| PAGE EXCERPT |
:::
Population increases, growing economies and climate change are only expected to exacerbate the issue. That's why organizations across sectors—ranging from fashion to pharmaceuticals—are launching major projects and programs to mitigate water risks across their supply chains and operations, says Gavin Power, the New York, New York, USA-based deputy director of the United Nations Global Compact CEO Water Mandate, a public-private initiative that helps companies develop, implement and disclose water sustainability policies and practices.

“The C-suite has switched on to the need to address water governance as a risk-management issue,” Mr. Power says. “Managing that risk is how they build the business case for these projects.”

Heineken N.V., for instance, has a goal to reduce water consumption in its breweries across the globe by 30 percent through efficiency initiatives that range from upgrading existing equipment and taps to installing innovative wastewater treatment systems. Given that each glass of Heineken beer is 95 percent water, these water management projects help ensure the Amsterdam, Netherlands-based company's continued success.
:::
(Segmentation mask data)
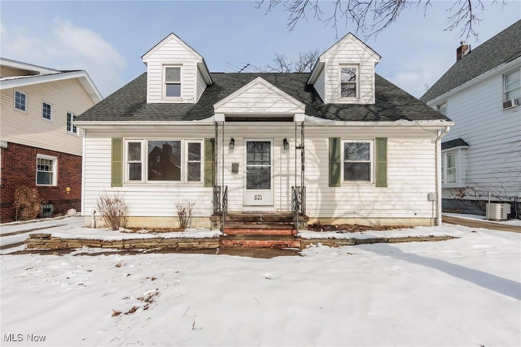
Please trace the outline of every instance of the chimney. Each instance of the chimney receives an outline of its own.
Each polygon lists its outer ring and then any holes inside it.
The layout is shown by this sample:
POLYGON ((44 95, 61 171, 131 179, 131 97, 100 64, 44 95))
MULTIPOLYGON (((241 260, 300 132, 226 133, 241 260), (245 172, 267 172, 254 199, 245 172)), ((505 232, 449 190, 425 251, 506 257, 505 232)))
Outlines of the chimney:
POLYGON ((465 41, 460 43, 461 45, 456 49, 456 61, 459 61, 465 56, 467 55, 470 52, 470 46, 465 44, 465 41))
:::
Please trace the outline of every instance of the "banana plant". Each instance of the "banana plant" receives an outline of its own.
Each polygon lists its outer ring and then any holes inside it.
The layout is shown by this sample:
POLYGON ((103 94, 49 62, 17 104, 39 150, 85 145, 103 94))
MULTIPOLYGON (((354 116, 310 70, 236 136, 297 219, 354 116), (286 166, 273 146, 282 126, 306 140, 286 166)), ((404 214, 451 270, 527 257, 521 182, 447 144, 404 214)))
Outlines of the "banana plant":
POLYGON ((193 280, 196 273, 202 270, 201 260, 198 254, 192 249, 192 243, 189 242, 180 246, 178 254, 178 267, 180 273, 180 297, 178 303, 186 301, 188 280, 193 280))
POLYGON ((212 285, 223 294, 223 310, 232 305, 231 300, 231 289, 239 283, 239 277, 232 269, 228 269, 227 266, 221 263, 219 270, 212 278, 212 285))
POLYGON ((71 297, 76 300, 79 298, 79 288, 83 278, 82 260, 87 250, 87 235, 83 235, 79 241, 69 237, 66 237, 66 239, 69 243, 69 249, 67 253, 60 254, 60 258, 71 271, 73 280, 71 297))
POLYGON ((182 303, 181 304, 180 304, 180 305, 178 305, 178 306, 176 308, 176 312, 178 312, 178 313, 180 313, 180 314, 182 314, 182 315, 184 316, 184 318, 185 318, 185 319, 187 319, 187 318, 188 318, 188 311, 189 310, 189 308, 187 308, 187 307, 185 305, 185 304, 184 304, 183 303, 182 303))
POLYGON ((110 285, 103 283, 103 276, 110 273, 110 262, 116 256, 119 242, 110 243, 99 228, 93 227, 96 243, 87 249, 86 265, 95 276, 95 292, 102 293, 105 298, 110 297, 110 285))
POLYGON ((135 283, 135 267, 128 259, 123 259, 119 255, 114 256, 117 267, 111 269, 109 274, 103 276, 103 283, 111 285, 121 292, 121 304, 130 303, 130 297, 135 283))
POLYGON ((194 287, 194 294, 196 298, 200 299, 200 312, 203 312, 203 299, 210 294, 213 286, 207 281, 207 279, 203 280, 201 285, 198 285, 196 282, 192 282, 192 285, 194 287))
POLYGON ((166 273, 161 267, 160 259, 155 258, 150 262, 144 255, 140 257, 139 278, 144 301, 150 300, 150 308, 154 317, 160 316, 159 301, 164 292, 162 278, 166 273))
:::
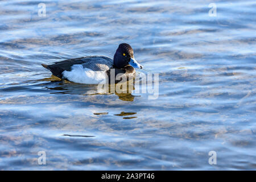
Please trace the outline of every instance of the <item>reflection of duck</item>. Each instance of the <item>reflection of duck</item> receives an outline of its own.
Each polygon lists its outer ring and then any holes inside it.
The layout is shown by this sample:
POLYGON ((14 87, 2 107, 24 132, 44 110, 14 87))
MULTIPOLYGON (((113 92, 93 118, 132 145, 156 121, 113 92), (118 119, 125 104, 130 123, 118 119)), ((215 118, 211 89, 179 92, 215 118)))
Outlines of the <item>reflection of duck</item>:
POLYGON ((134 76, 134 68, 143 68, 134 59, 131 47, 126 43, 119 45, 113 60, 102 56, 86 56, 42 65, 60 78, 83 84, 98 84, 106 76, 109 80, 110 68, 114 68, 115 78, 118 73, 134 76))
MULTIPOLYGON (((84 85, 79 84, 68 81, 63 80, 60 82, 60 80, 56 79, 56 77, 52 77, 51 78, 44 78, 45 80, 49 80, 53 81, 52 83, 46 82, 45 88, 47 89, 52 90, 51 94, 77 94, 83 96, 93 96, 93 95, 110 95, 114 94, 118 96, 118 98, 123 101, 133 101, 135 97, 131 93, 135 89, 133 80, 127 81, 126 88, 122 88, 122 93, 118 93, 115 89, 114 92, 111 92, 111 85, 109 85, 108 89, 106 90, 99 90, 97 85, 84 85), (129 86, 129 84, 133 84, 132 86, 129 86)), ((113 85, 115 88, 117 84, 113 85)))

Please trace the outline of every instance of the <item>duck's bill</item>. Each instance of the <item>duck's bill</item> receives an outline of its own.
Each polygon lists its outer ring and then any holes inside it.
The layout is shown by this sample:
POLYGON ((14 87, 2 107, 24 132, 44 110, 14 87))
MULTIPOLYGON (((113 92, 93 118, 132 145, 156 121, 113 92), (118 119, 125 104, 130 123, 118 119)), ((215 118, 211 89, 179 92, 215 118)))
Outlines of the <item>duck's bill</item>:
:::
| ACTIVITY LIST |
• 1. From the passage on corporate water risk, copy the part that opens with the words containing "Heineken N.V., for" and closes with "company's continued success.".
• 2. Decide whether each statement agrees with the passage on corporate water risk, answering yes or no and quoting the deciding words: (a) Heineken aims to cut water consumption in its breweries by 30 percent. (b) Gavin Power is based in Amsterdam. (c) Each glass of Heineken beer is 80 percent water.
• 3. Pick up the passage on corporate water risk after its final sentence and continue it.

| PER-TASK ANSWERS |
• 1.
Heineken N.V., for instance, has a goal to reduce water consumption in its breweries across the globe by 30 percent through efficiency initiatives that range from upgrading existing equipment and taps to installing innovative wastewater treatment systems. Given that each glass of Heineken beer is 95 percent water, these water management projects help ensure the Amsterdam, Netherlands-based company's continued success.

• 2.
(a) Yes: "reduce water consumption in its breweries across the globe by 30 percent"
(b) No: "the New York, New York, USA-based deputy director"
(c) No: "each glass of Heineken beer is 95 percent water"

• 3.
“From a risk-management point of view, water security and availability is extremely important to us,” says Michael Dickstein, global sustainable development director, Heineken, Amsterdam, the Netherlands.

To mitigate the full range of water-related risks, companies are investing in ever-larger water management initiatives. Global pharmaceutical giant Merck, for example, has allocated US$100 million for water and wastewater infrastructure improvement projects across its production and research facilities.

Sasol's water demand from the Integrated Vaal River System accounts for about 4 percent of the system's water supply.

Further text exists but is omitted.